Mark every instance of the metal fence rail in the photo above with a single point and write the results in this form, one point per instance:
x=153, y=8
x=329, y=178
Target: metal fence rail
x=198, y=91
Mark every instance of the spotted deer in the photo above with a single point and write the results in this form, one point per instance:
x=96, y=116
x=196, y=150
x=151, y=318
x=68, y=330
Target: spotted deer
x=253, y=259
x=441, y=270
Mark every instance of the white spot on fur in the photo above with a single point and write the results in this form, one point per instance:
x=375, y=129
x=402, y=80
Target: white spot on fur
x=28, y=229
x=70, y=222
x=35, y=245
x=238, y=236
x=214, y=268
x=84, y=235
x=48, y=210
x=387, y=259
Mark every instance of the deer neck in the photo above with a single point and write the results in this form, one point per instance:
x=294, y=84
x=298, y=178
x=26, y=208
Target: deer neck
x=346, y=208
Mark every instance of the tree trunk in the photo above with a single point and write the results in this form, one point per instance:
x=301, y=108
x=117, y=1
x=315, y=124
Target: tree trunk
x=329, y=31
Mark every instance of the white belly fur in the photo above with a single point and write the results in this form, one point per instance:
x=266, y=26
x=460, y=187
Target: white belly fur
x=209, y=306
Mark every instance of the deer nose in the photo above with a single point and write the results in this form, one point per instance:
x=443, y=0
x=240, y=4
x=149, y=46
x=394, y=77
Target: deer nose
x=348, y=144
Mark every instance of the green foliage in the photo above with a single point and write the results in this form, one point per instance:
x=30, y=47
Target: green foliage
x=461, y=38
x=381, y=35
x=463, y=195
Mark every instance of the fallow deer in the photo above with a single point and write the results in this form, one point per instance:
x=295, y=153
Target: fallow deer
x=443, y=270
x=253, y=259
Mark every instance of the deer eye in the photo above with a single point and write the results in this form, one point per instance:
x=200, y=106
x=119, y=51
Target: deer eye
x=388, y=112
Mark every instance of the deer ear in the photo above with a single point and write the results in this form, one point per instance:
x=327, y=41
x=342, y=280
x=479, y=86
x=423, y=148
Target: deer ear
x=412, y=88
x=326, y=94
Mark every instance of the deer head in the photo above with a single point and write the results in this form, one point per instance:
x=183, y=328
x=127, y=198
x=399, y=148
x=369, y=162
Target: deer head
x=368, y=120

***

Update every line of the listing above by changing "single point" to "single dot" wherever it occurs, and leave all other text as it is.

Mark every instance of the metal fence rail in the photo above with a single dot and write the results in this form, one point per instance:
x=153, y=8
x=329, y=178
Target: metal fence rail
x=198, y=91
Mark every instance of the spotted deer in the photo above with a single dot and write the results in this form, one point per instance:
x=96, y=116
x=196, y=150
x=151, y=318
x=68, y=330
Target: spotted deer
x=253, y=259
x=441, y=270
Mark every instance of the white spot on fur in the photo above with a single dot and write the results in this form, one point per instance:
x=375, y=129
x=402, y=80
Target: white spot on fur
x=28, y=229
x=70, y=222
x=35, y=245
x=238, y=236
x=214, y=268
x=84, y=235
x=48, y=210
x=387, y=259
Mark every instance of the deer neck in the photo above with a single dot and write the results in this form, one point per instance:
x=294, y=84
x=298, y=178
x=26, y=208
Target: deer neck
x=346, y=208
Mark every instance of the tree trunk in the photo above with a single dot and write the results in this form, one point per instance:
x=301, y=108
x=117, y=1
x=315, y=124
Target: tree trunk
x=329, y=31
Mark every instance of the white belly fur in the photo above with a single dot and write the results in this form, one point per instance:
x=266, y=26
x=460, y=187
Target: white belly fur
x=209, y=306
Mark every instance of the deer nose in the photo above with a single dot and write the results in this form, one point per instance:
x=443, y=0
x=240, y=4
x=149, y=46
x=394, y=77
Target: deer nose
x=348, y=144
Mark every instance of the green foliage in the photo above with a single dot and write the results in this form, one point per instance:
x=30, y=47
Target: green foliage
x=461, y=38
x=381, y=35
x=463, y=195
Mark every instance of the fallow deer in the photo above with a single dot and write the results in this form, one point per instance:
x=295, y=153
Target: fallow deer
x=443, y=270
x=253, y=259
Mark every instance of the deer eye in the photo above with a single dot and write the results in this form, one point per instance:
x=200, y=106
x=119, y=51
Target: deer eye
x=388, y=112
Mark every instance of the deer ear in the photo above with a single dot and write the results in this form, one point per instance:
x=327, y=41
x=342, y=280
x=479, y=86
x=423, y=148
Target: deer ear
x=412, y=88
x=326, y=94
Mark every instance of the deer head in the photo above with a single dot and write the results in this form, one point per instance:
x=183, y=328
x=127, y=198
x=399, y=148
x=369, y=162
Target: deer head
x=368, y=120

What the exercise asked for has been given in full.